### What the task requires:
Update the lines from the one containing "of the photograph" through the one containing "x=129 y=110", both included, by putting "poster" in place of "photograph" and keeping everything else the same.

--- Exercise material ---

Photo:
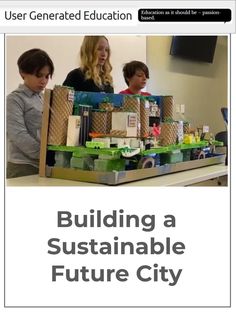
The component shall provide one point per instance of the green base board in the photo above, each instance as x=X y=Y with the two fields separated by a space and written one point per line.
x=119 y=177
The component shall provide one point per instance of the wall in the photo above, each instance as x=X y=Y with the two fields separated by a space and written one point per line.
x=201 y=87
x=64 y=51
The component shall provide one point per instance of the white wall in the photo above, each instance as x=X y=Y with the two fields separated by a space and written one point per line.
x=64 y=51
x=201 y=87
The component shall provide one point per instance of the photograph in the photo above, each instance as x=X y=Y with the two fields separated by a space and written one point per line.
x=129 y=110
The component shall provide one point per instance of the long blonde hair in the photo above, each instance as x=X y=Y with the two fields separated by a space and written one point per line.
x=89 y=59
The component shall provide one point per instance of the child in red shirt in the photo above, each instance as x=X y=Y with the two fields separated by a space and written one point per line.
x=136 y=74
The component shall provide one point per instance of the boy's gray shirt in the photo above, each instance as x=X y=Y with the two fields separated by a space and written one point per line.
x=24 y=118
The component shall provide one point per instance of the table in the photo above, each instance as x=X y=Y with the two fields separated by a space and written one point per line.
x=184 y=178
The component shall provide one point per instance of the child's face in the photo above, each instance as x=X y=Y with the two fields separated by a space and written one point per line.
x=37 y=82
x=102 y=51
x=138 y=81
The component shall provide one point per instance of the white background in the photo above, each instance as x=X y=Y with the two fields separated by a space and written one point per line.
x=202 y=224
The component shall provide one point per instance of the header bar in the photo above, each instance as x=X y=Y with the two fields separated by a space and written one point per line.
x=130 y=17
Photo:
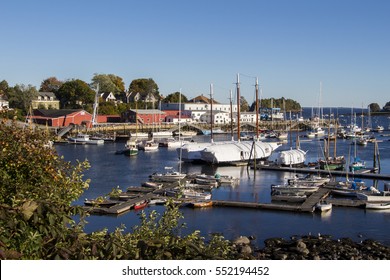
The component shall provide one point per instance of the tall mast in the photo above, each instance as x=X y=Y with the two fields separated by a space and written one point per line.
x=238 y=107
x=211 y=113
x=95 y=106
x=257 y=108
x=231 y=115
x=181 y=144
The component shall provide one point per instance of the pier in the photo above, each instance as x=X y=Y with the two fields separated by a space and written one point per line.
x=308 y=206
x=365 y=173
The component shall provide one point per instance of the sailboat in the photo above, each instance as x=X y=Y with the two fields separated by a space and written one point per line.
x=236 y=152
x=357 y=163
x=328 y=162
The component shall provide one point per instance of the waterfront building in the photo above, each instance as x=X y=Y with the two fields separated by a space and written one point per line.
x=45 y=100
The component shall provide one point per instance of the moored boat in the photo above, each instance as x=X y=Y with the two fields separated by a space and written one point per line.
x=201 y=204
x=81 y=138
x=378 y=206
x=323 y=206
x=140 y=205
x=169 y=176
x=235 y=152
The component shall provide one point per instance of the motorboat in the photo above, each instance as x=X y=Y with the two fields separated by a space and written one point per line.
x=169 y=176
x=82 y=138
x=378 y=206
x=323 y=206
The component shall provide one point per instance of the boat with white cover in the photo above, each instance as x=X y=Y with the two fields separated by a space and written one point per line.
x=240 y=151
x=378 y=206
x=292 y=157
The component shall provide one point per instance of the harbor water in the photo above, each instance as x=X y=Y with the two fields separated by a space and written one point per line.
x=109 y=171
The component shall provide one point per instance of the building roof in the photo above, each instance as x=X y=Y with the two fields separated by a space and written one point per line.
x=202 y=99
x=148 y=111
x=57 y=113
x=47 y=93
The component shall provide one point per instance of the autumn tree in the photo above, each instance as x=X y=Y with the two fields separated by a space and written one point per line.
x=51 y=84
x=109 y=83
x=387 y=107
x=37 y=188
x=145 y=86
x=244 y=106
x=75 y=94
x=3 y=87
x=174 y=98
x=374 y=107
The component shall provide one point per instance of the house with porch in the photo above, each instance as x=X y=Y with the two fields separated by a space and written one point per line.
x=45 y=100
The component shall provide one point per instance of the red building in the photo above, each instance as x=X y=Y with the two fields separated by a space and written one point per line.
x=65 y=117
x=151 y=116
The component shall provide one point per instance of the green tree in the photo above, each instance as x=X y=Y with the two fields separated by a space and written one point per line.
x=51 y=84
x=107 y=108
x=3 y=87
x=387 y=107
x=75 y=94
x=118 y=82
x=37 y=189
x=20 y=96
x=174 y=98
x=374 y=107
x=109 y=83
x=145 y=86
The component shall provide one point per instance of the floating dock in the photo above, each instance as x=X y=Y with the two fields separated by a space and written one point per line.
x=366 y=173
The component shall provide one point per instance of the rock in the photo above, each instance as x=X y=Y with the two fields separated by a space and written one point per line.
x=246 y=250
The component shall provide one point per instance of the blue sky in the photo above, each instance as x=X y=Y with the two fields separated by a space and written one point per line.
x=290 y=45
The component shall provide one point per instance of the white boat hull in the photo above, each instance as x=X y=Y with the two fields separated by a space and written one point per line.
x=238 y=152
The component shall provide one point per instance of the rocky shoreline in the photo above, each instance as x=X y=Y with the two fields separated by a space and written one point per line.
x=313 y=248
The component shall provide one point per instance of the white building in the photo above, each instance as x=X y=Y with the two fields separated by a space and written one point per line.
x=219 y=117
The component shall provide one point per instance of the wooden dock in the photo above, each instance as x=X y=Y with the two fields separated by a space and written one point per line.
x=367 y=173
x=243 y=204
x=313 y=199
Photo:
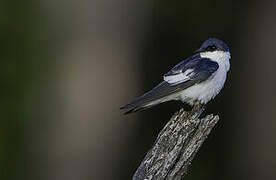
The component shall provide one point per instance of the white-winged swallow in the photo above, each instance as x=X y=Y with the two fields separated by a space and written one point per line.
x=197 y=79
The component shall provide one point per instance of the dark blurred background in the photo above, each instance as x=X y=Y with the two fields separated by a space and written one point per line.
x=67 y=66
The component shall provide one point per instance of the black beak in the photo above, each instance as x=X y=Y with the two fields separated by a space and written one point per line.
x=200 y=50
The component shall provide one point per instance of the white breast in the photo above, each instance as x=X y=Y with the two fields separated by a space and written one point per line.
x=207 y=90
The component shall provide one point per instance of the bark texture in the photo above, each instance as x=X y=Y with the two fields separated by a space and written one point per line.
x=176 y=145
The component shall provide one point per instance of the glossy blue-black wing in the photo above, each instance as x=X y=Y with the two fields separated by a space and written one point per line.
x=202 y=69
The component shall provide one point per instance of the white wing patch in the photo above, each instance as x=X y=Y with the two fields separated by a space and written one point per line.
x=179 y=78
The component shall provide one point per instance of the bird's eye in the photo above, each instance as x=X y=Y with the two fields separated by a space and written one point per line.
x=211 y=48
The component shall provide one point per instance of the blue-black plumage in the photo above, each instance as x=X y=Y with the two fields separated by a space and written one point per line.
x=196 y=79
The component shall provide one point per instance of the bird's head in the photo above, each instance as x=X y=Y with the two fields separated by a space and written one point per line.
x=214 y=49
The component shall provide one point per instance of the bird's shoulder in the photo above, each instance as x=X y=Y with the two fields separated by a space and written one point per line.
x=191 y=68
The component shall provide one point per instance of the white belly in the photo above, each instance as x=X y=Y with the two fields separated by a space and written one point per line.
x=206 y=90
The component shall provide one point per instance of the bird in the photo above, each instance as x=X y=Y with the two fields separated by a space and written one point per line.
x=195 y=80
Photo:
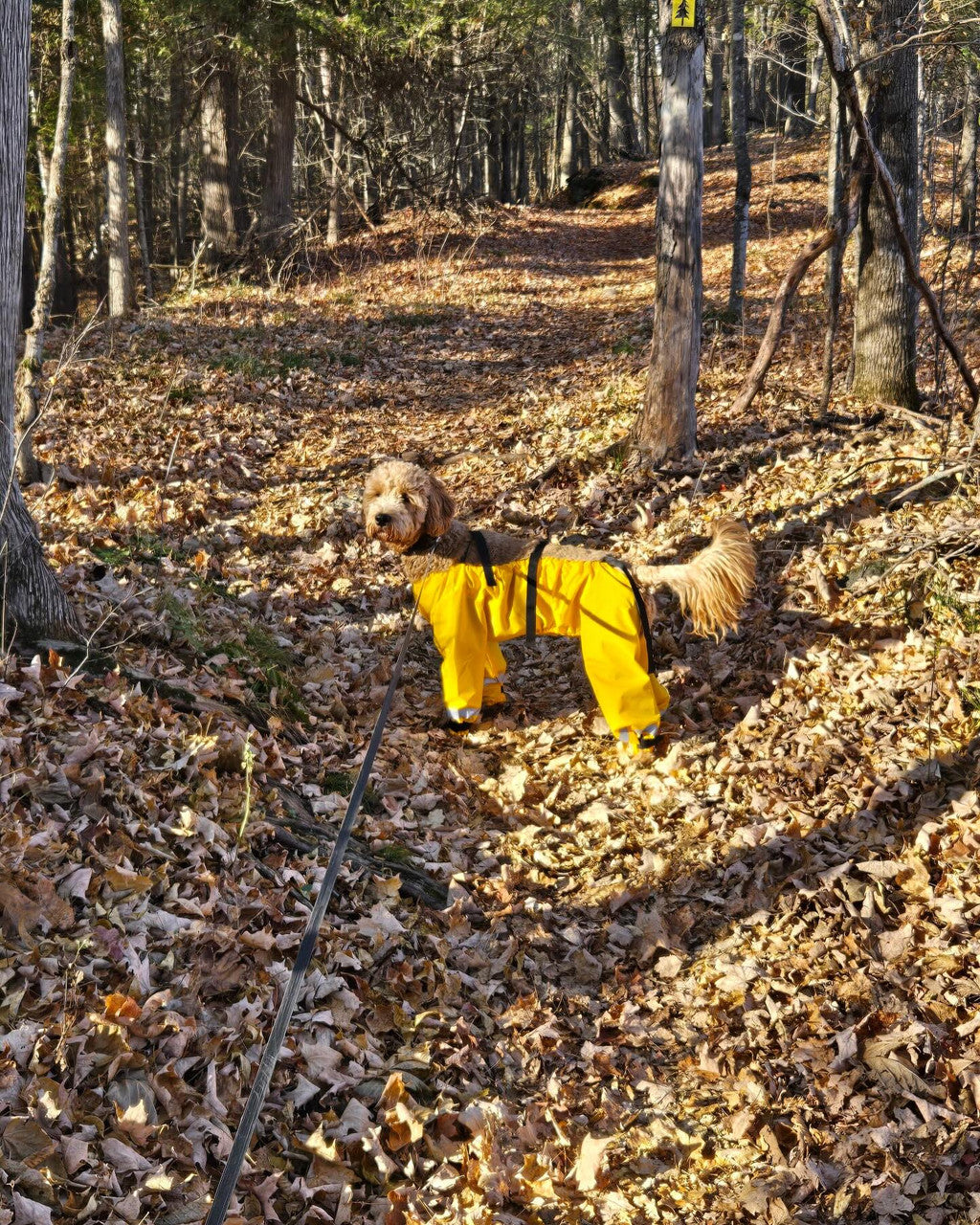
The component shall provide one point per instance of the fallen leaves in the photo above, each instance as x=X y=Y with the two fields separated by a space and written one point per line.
x=739 y=984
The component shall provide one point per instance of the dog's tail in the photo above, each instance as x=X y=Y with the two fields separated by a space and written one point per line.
x=714 y=585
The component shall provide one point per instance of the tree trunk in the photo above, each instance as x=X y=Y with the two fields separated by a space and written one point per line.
x=175 y=157
x=835 y=154
x=621 y=123
x=568 y=158
x=816 y=73
x=968 y=148
x=792 y=78
x=739 y=105
x=277 y=193
x=29 y=383
x=141 y=192
x=122 y=294
x=332 y=86
x=219 y=158
x=886 y=309
x=32 y=605
x=718 y=78
x=666 y=424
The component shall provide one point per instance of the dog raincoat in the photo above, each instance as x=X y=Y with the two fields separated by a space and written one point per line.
x=590 y=600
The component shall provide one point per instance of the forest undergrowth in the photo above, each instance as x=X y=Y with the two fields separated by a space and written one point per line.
x=738 y=983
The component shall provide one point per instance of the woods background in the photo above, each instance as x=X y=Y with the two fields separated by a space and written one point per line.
x=613 y=279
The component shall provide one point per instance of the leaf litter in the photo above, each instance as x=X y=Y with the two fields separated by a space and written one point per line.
x=738 y=984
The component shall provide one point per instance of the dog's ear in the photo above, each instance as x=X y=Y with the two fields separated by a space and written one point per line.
x=440 y=507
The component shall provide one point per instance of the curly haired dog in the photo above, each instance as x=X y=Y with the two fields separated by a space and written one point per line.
x=478 y=590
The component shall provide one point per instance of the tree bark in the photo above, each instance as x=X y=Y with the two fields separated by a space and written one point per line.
x=718 y=78
x=175 y=157
x=122 y=294
x=823 y=241
x=886 y=309
x=280 y=139
x=666 y=424
x=32 y=605
x=739 y=105
x=29 y=381
x=568 y=156
x=968 y=147
x=835 y=157
x=219 y=201
x=621 y=122
x=792 y=78
x=838 y=57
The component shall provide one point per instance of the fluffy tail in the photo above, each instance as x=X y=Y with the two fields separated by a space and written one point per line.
x=712 y=587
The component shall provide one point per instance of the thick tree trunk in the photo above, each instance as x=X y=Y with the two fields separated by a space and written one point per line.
x=29 y=383
x=836 y=43
x=280 y=139
x=32 y=605
x=739 y=105
x=666 y=424
x=621 y=122
x=219 y=158
x=333 y=95
x=718 y=78
x=791 y=283
x=968 y=148
x=122 y=294
x=886 y=309
x=835 y=156
x=568 y=156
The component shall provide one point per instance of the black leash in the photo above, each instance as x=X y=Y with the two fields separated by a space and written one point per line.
x=307 y=947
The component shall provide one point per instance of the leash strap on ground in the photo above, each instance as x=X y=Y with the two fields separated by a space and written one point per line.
x=479 y=539
x=307 y=947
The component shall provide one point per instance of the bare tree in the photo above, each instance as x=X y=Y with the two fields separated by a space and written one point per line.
x=968 y=147
x=886 y=309
x=280 y=138
x=32 y=603
x=122 y=296
x=668 y=424
x=622 y=125
x=29 y=381
x=739 y=105
x=219 y=182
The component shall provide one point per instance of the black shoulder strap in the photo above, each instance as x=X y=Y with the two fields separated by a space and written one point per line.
x=530 y=624
x=479 y=539
x=641 y=607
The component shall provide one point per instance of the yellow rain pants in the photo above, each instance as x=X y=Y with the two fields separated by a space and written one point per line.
x=590 y=600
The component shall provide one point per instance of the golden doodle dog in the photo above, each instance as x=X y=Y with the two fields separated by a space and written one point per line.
x=478 y=590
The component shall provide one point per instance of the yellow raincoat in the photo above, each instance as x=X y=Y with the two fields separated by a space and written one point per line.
x=590 y=600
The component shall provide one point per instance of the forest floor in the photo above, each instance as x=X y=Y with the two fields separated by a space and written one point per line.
x=735 y=984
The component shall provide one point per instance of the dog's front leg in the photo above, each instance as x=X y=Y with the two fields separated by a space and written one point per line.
x=460 y=637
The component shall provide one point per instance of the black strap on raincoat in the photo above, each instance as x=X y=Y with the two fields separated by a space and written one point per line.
x=479 y=541
x=532 y=599
x=641 y=607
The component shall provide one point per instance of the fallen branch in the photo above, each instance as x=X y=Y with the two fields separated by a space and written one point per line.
x=415 y=882
x=843 y=74
x=797 y=270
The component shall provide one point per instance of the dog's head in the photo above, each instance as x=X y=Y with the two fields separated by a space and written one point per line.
x=403 y=502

---

### Correct output:
The component shall provide one point per instance of the poster in the photo above, each instance as x=X y=Y with the two fields separated by a space and written one point per line.
x=129 y=110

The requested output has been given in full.